Türk Medeni Kanunu’nun “Taşınmaz Mülkiyetinin İçeriği” başlıklı 718.maddesinde “Arazi üzerindeki mülkiyet kullanılmasında yarar olduğu ölçüde üstündeki hava ve altındaki arz katmanlarını kapsar. Yapılar, bitkiler ve kaynaklar da girer.”şeklinde düzenlenmiştir.

Bu düzenlemeye paralel olarak “Kaynak ve Yeraltı Suları” başlıklı Türk Medeni Kanunu’nun 756. maddesinde yer verilmiş anılan maddede aynen “Kaynaklar, arazinin bütünleyici parçası olup, bunların mülkiyeti ancak kaynadıkları arazinin mülkiyeti ile birlikte kazanılabilir. Başkasının arazisinde bulunan kaynaklar üzerindeki hak, bir irtifak hakkı olarak tapu kütüğüne tescil kurulur. Yeraltı suları, kamu yararına ait sulardandır. Arza malik olmak onun altındaki yeraltı sularına da malik olmak sonucunu doğurmaz. Arazi maliklerinin yer altı sularından yararlanma biçimi ve ölçüsüne ilişkin özel kanun hükümleri saklıdır.” biçimindedir.

Gerek Türk Medeni Kanunu’nun 718. Maddesi gerekse 756/2. maddesinde sözü edilen kaynaklar, yeraltı sularından farklıdır.

Burada hemen kaynağın tanımını yapmak gerekir. Kaynak: Kökeni yeraltı suyu olan tabi ve sürekli olarak yeryüzüne çıkan özel mülkiyete girecek nitelikte özel bir su olup, suni bir şekilde veya ara sıra yeryüzüne çıkan su kaynak niteliğini kazanmaz (Gürsoy/Eren/Cansel, Türk Eşya Hukuku, Ankara 1978, s.618) Ayrıca, kaynaktan çıkan suyun yararı kamuya ait bir akarsu oluşturacak kadar bol çıkması halinde kaynak artık özel mülkiyete konu olamaz. Yine, yeraltı suyundan sondaj gibi suni yollarla çıkartılan sulardan yararlanma usulüde Yeraltı Suları Kanununa tabidir.

Bir başka ifadeyle kaynak suyu kendiliğinden kaynadığı arazinin hudutlarını aşacak debide ise ya da malikinin ihtiyaçlarını karşıladıktan sonra fazlası varsa genel su kabul edilir ve komşular yararlanabilir. Bunun yanında kaynak suyu tapulu olmayan araziden (örneğin mera,orman vb) çıkıyorsa suyun debisine bakılmaksızın genel sudur. Bu sudan ise kadim ve öncelik hak ihlal edilmemek suretiyle herkes ihtiyacı oranında yararlanabilir.

Veriler —

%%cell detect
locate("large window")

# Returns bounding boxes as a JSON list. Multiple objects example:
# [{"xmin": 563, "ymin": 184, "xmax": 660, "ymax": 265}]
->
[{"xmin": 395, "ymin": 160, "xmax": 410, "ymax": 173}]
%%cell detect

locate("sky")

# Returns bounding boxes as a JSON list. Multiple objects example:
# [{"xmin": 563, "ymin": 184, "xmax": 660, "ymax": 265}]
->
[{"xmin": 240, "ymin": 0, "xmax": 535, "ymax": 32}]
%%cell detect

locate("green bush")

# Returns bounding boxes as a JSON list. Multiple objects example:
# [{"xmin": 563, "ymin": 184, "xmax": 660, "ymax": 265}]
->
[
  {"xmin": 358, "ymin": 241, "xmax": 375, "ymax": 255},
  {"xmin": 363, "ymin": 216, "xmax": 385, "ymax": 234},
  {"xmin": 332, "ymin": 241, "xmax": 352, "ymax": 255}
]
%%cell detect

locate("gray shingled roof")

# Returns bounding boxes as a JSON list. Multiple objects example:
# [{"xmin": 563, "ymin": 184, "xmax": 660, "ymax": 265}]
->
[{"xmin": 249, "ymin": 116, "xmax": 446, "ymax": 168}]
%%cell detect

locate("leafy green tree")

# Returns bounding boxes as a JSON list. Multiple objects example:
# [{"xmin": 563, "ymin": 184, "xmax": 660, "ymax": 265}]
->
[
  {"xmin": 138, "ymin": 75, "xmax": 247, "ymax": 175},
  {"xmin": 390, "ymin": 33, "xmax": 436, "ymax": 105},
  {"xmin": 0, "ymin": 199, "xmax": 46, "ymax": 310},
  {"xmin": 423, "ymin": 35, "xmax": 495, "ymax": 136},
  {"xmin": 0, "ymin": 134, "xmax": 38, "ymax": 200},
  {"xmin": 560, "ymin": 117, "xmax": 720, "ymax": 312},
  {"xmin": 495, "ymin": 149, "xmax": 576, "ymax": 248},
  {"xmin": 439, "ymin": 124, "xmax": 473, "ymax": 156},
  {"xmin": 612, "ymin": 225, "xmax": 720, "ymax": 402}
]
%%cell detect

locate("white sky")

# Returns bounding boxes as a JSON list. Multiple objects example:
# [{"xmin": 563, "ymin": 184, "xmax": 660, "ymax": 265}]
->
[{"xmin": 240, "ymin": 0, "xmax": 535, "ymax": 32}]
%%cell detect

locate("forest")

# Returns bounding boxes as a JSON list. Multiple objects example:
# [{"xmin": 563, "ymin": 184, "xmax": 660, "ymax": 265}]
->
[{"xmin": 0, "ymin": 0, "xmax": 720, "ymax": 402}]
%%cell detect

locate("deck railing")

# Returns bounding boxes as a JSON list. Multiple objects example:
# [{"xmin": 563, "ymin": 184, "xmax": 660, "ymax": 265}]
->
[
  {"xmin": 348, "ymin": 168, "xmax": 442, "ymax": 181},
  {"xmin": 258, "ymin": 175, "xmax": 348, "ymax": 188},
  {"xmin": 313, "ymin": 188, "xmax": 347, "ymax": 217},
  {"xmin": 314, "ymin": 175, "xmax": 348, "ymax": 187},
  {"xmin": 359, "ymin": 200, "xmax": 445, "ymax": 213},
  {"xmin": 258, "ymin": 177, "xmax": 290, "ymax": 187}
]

Görev listesi —
• A. Alıntı metindeki "Gerek Türk Medeni Kanunu’nun 718. Maddesi gerekse 756/2. maddesinde sözü edilen kaynaklar, yeraltı sularından farklıdır." cümlesini İngilizceye çevirin.
• B. Kaynak suları ve yeraltı suları üzerine olan metni, son cümlesinin ardından yazmayı sürdürün.

Görevlerin cevapları —
• A. The springs referred to in both Article 718 and Article 756/2 of the Turkish Civil Code are different from groundwater.

• B.
Özel su ise; tapulu taşınmazdan çıkan ve sadece o taşınmazın ve malikinin kişisel ihtiyacını karşılamaya yeterli olan sudur.

Arazinin mülkiyetine tabi olan kaynak su bir başka ifadeyle özel su üzerinde, hak sahibi dilediği gibi tasarruf etme yetkisine de sahiptir.Bu suyu kendisi kullanabileceği gibi kaynağındaki suyu kullanması hususunda bir başkasına irtifak hakkı da tanıyabilir. Ayrıca mülkiyet hakkına dayanarak kaynağa elatma varsa elatmanın giderilmesi için davalar açmak yetkisi de bulunmaktadır.

Türk Medeni Kanununun 756/2. maddesi gereğince “Başkasının arazisinde bulunan kaynaklar üzerindeki hak bir irtifak hakkı olarak tapu kütüğüne tescil ile kurulur” hükmü doğrultusunda kaynak hakkı ancak tapuda resmi senet yolu ile tapu malikinin rızası ile kurulabilir.

Yine benzer şekilde Türk Medeni Kanununun 837. Maddesi de “Başkasının arazisinde bulunan kaynak üzerinde irtifak hakkı, bu arazinin malikini suyun alınmasına ve akıtılmasına katlanmakla yükümlü kılar.Bu hak, aksi kararlaştırılmadıkça başkasına devredilebilir ve mirasçıya geçer.Kaynak hakkı, bağımsız nitelikte ve en az 30 yıl için kurulmuş ise tapu kütüğüne taşınmaz olarak kaydedilebilir.” şeklinde düzenlenmiştir.

Maddeden de anlaşıldığı gibi, kaynak irtifakı doğrudan kişiye bağlı olarak kurulabileceği gibi başkalarına devride kararlaştırılabilir. Bağımsız ve daimi hak olarak tesis edildiğinde tapu kütüğüne ayrı bir sayfaya kaydı da mümkündür.

Kaynak hakkının kazanılmasına ilişkin kanunda açık bir hüküm olmamakla birlikte eşyaya bağlı diğer irtifakların kazanılması hükümleri uyarınca Türk Medeni Kanunu’nun 780. maddesinden kıyasen yararlanarak taşınmaz mülkiyetinin kazanılmasına ilişkin hükümlerin uygulanacağı kabul edilmektedir(m.704/2) Bu durumda kaynak hakkının, resmi şekilde düzenlenecek sözleşme ile tapu siciline tescil ile kazanılması mümkündür.

Gerçekten Türk Medeni Kanununun 756/2 ve 837. maddesinde belirtilen kaynak irtifakına konu olabilcek su özel su olup genel su niteliğindeki yeraltı suyu bu düzenlemelerin dışındadır. Nitekim genel su taşınmaz mülkiyetinin kapsamı içinde kabul edilemez.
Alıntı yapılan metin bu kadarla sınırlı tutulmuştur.